Crystal joined Mandell Pinder in 2010. Her work includes advocacy, negotiations, research, and strategic advice with respect to aboriginal rights and governance, participation in environmental assessments, consultation and accommodation, Indigenous laws and governance and child protection matters. She has been involved in litigation involving Aboriginal rights, child protection and family law matters, commercial litigation, and employment matters on behalf of First Nation clients, as well as involved in regulatory hearings regarding major resource projects. Crystal was also co-counsel to a coalition of First Nations and Aboriginal fisheries organizations that participated in the Cohen Inquiry into the Decline of Sockeye Salmon in the Fraser River.
Prior to joining Mandell Pinder LLP, Ms. Reeves received a Public Interest Articling Fellowship from the Law Foundation of British Columbia to article at the Upper Skeena Counselling and Legal Assistance Society, a community legal aid clinic in Gitxsan Territory. Ms. Reeves completed her law degree at Osgoode Hall Law School, where she participated in the First Nations Intensive Program and interned at the New South Wales Native Title Services in Sydney, Australia. After law school, she interned at the Pacific Judicial Education Program in Suva, Fiji, under the Young Professional Internship Program and through the Native Law Centre at the University of Saskatchewan, where she conducted legal and community based research on Indigenous customary courts, criminal law and human rights law and co-authored Judicial Bench Books for the Samoan Land and Titles Court, and the Magistrates’ Courts of the Solomon Islands, Tuvalu, Fiji, Niue and the Cook Islands.
Ms. Reeves completed her LL.M. in Law and Society at the University of Victoria, where she considered the intersection of Indigenous laws and colonial legal traditions in Samoa. Upon completion of her LL.M. thesis, Crystal was hired as the Legal Researcher at the Social Planning and Research Council of BC, where she led the Family Relations Act Reform Project. The purpose of the project was to engage adults and youth who have experience with the family law system in British Columbia, in order to receive their recommendations on proposed reforms to the Family Relations Act.

→ GIVEN RECORDS:
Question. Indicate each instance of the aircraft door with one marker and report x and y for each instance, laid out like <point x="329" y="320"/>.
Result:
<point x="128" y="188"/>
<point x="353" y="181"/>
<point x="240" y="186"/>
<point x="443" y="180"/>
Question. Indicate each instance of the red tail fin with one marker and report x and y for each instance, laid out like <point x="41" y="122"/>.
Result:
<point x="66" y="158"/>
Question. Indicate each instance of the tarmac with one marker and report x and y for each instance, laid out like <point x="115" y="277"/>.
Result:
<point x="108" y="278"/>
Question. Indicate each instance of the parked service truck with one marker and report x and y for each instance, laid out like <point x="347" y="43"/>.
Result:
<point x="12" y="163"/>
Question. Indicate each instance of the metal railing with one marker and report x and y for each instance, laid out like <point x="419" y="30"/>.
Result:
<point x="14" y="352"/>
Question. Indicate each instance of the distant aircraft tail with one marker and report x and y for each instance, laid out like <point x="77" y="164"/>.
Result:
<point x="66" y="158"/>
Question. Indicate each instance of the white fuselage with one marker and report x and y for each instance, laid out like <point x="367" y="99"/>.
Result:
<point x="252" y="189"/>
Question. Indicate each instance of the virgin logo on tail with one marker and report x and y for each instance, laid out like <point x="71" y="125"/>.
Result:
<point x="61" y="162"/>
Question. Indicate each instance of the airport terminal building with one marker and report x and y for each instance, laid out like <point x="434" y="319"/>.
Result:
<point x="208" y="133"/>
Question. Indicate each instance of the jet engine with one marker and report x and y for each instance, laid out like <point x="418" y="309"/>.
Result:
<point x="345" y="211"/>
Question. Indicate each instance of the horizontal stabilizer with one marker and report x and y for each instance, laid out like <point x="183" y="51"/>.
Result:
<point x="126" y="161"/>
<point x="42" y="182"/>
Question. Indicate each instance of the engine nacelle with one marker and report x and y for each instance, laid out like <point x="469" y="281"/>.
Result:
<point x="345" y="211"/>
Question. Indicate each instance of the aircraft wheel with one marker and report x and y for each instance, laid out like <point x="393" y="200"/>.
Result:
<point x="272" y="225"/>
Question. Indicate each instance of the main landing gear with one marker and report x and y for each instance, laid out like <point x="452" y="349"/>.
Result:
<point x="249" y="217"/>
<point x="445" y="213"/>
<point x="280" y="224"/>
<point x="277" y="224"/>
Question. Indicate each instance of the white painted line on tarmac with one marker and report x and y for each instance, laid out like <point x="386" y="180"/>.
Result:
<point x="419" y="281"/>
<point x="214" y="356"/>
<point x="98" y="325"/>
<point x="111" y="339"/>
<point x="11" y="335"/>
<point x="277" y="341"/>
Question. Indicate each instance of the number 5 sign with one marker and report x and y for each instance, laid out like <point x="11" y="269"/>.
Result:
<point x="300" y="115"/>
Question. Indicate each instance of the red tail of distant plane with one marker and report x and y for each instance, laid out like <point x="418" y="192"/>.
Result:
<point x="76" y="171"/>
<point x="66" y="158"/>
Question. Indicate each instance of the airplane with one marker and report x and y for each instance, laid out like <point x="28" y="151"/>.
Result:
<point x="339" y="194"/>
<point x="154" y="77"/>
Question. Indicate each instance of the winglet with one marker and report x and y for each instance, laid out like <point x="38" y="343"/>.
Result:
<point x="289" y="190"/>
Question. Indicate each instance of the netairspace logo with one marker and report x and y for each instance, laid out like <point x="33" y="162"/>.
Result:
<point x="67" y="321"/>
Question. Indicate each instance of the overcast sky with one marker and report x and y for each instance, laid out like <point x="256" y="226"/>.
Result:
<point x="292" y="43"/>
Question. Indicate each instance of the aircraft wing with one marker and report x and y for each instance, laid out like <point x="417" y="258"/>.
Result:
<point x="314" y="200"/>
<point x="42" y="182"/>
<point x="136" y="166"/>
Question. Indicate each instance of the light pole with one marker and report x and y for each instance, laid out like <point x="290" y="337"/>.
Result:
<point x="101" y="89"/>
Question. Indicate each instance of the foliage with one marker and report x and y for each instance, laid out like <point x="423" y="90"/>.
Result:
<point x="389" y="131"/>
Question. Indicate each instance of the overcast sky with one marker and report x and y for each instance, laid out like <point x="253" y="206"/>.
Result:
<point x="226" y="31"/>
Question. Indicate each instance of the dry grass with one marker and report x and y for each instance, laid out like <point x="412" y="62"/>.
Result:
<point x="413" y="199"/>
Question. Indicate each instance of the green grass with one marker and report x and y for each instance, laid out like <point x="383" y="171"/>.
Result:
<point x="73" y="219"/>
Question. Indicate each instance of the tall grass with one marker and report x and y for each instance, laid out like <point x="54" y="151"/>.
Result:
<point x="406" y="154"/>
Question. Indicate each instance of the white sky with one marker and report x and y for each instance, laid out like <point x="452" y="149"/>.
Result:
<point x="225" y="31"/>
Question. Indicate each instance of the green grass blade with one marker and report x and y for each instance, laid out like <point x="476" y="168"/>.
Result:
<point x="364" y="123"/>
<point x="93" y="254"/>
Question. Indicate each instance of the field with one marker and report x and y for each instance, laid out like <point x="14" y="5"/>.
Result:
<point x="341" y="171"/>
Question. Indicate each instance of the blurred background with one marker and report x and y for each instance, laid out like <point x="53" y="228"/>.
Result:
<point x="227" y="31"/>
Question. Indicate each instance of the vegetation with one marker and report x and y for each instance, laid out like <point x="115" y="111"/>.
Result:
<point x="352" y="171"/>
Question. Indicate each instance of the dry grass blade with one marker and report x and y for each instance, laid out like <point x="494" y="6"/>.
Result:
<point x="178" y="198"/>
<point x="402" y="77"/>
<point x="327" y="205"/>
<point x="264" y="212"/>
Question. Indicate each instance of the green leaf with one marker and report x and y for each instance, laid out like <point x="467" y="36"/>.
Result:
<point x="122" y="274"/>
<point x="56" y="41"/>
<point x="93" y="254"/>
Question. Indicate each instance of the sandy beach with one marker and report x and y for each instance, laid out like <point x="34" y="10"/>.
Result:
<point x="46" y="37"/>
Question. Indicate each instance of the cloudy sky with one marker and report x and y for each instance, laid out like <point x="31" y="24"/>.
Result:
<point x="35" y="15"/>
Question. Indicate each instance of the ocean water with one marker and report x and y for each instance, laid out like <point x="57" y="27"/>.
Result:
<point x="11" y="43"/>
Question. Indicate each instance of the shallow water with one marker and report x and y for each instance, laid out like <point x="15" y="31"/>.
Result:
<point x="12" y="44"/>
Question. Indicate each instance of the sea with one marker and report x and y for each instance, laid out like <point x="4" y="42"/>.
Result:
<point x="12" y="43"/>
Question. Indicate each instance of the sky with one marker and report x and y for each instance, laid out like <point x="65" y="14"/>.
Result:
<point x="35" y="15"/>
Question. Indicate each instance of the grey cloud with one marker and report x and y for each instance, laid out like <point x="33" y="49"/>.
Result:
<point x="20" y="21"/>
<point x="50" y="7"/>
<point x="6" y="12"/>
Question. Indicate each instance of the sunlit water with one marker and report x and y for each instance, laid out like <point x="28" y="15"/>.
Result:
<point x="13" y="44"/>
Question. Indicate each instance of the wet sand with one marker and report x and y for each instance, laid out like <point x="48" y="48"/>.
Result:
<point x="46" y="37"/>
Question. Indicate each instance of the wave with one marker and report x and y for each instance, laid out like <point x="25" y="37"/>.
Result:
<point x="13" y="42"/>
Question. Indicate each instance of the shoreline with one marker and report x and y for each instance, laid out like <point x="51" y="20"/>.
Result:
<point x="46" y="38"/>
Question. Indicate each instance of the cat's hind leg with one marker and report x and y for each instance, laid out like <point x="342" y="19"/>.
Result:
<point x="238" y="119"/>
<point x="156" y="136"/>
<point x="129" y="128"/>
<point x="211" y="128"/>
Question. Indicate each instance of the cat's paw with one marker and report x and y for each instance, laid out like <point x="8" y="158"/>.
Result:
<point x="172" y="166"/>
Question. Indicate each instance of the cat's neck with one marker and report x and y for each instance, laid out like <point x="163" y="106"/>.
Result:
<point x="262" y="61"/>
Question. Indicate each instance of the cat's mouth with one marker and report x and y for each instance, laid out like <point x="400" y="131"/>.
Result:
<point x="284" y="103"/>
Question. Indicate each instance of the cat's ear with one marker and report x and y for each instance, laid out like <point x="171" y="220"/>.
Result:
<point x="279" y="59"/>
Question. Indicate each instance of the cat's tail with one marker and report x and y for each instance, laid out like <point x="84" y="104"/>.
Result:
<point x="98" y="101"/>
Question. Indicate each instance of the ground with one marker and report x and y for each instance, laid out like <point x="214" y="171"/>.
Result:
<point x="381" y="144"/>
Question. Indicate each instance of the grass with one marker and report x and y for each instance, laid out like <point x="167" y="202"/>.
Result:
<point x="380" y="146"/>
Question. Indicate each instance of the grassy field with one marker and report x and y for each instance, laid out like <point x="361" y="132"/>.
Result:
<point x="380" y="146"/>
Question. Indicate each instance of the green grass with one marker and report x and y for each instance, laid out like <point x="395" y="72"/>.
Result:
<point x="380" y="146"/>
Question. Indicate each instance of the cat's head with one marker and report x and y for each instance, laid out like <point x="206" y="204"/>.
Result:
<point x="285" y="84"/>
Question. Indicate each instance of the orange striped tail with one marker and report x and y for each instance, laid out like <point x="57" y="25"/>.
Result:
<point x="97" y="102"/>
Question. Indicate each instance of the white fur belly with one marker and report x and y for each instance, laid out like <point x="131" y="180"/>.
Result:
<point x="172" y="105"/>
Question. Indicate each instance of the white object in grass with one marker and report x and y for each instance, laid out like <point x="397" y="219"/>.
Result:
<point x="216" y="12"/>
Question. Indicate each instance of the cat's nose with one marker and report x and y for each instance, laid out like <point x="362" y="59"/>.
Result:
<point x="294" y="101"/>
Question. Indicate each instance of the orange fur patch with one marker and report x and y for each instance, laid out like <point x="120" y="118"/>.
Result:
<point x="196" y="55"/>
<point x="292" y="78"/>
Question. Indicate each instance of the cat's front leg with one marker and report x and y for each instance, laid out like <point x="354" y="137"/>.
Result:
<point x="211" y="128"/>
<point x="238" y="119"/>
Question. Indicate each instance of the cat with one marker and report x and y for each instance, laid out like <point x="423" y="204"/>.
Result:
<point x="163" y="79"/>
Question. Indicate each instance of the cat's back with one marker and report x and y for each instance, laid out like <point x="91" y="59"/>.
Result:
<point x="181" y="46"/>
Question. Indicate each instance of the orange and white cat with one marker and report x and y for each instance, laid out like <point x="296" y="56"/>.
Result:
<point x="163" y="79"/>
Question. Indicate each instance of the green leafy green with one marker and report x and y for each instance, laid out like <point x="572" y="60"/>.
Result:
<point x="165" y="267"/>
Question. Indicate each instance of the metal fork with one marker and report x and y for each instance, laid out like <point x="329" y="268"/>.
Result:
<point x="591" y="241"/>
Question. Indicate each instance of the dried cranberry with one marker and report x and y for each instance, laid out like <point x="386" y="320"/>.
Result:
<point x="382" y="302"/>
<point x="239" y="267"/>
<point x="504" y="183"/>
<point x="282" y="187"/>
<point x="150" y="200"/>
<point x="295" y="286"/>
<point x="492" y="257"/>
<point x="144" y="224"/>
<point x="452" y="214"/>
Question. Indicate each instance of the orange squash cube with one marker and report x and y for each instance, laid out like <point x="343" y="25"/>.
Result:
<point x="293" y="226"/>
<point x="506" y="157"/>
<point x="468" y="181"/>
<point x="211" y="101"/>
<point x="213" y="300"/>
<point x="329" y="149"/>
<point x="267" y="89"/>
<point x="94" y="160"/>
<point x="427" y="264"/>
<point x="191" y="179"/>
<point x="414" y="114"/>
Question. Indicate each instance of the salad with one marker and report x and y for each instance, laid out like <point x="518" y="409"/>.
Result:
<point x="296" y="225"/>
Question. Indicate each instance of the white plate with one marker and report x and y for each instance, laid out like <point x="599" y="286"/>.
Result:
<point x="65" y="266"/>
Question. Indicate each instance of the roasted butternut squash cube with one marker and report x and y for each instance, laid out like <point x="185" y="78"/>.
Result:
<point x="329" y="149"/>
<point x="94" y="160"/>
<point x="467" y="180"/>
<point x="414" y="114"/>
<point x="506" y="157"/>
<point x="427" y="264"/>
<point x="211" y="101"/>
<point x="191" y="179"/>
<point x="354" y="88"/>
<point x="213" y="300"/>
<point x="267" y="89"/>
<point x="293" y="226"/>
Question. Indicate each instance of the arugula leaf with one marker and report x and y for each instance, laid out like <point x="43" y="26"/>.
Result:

→ THE PROBLEM:
Retype the part of the biography above between "Crystal joined Mandell" and "the Fraser River.", inclusive, keeping every word and mark unchanged.

→ TASK RESULT:
Crystal joined Mandell Pinder in 2010. Her work includes advocacy, negotiations, research, and strategic advice with respect to aboriginal rights and governance, participation in environmental assessments, consultation and accommodation, Indigenous laws and governance and child protection matters. She has been involved in litigation involving Aboriginal rights, child protection and family law matters, commercial litigation, and employment matters on behalf of First Nation clients, as well as involved in regulatory hearings regarding major resource projects. Crystal was also co-counsel to a coalition of First Nations and Aboriginal fisheries organizations that participated in the Cohen Inquiry into the Decline of Sockeye Salmon in the Fraser River.